------ SOURCE RECORDS

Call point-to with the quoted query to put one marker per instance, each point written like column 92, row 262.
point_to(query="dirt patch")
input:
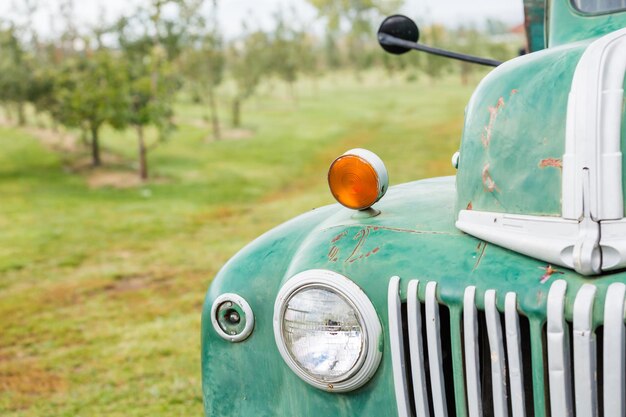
column 25, row 377
column 232, row 134
column 55, row 140
column 137, row 282
column 99, row 178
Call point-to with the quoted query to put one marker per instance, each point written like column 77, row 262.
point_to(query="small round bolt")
column 233, row 317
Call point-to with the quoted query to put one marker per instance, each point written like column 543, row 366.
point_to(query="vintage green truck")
column 498, row 292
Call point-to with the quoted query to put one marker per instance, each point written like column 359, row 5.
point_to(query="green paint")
column 456, row 321
column 539, row 367
column 416, row 238
column 514, row 132
column 514, row 121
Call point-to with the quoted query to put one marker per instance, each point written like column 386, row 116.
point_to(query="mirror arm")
column 389, row 40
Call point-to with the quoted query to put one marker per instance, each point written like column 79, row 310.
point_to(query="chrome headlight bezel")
column 367, row 364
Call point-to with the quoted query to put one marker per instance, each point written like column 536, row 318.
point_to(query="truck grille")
column 483, row 358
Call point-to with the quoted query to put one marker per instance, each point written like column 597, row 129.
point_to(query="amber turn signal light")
column 358, row 179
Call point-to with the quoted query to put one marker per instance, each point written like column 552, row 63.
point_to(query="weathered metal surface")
column 416, row 238
column 514, row 135
column 510, row 162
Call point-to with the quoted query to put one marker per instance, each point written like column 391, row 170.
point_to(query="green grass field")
column 101, row 288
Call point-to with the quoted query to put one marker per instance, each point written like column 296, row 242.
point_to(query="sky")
column 258, row 13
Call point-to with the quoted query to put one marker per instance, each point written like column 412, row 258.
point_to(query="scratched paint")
column 548, row 272
column 480, row 250
column 493, row 116
column 551, row 162
column 488, row 182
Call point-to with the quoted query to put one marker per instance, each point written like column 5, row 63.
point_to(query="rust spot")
column 551, row 162
column 332, row 254
column 549, row 271
column 372, row 252
column 339, row 236
column 480, row 249
column 493, row 116
column 488, row 182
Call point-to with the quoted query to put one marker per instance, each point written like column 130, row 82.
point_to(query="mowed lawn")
column 101, row 288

------------

CHALLENGE - Return every line of the records above unchanged, omitting only the picture.

WRITTEN SOLUTION -
Call point-to with the quoted query to put one marker per instance, each point written like column 92, row 262.
point_to(query="dirt patch")
input:
column 25, row 377
column 232, row 134
column 55, row 140
column 137, row 282
column 99, row 178
Call point-to with the quoted query to put one marker per instance, each point written like column 77, row 262.
point_to(query="small round bolt")
column 233, row 317
Call point-to with the quoted query to put one marker per instance, each point written like column 543, row 366.
point_to(query="vintage green truck")
column 498, row 292
Call point-to with the quoted query to put one marker per instance, each point written like column 359, row 5.
point_to(query="green paint")
column 456, row 321
column 539, row 367
column 416, row 238
column 514, row 132
column 514, row 121
Call point-to with the quoted query to put one marker per instance, each point written like column 386, row 116.
point_to(query="mirror arm")
column 389, row 40
Call point-to with the quoted query to put one marker per instance, each point written like column 79, row 310.
point_to(query="chrome headlight bezel")
column 367, row 364
Call point-to with the quoted query to put one marker per instance, each point written like column 536, row 318.
point_to(query="truck grille")
column 483, row 358
Call point-to with the quoted query to put one marker per instance, each point written like column 597, row 129.
point_to(query="amber turn signal light")
column 358, row 179
Call point-to with the quoted query to put one marker per instance, each point written like column 552, row 63.
point_to(query="weathered metal surface")
column 416, row 238
column 514, row 135
column 510, row 162
Call point-to with the quoted query to put one marker per instance, each point written like column 391, row 170.
point_to(query="green grass field")
column 101, row 288
Call point-to with the quoted query to put one marker per instance, each point written like column 296, row 242.
point_to(query="sky")
column 258, row 13
Call point-to with the quoted query to put one marker per instance, each point written like column 412, row 258.
point_to(query="scratched paint")
column 548, row 272
column 480, row 250
column 493, row 116
column 551, row 162
column 488, row 182
Call point-to with the quoted query to put one marker per instance, each point written like column 5, row 63.
point_to(query="rust spot")
column 551, row 162
column 332, row 254
column 549, row 271
column 372, row 252
column 339, row 236
column 480, row 249
column 493, row 116
column 488, row 182
Call point-to with the quoted query to put one marker per instance, each point written like column 130, row 82.
point_to(query="mowed lawn")
column 101, row 288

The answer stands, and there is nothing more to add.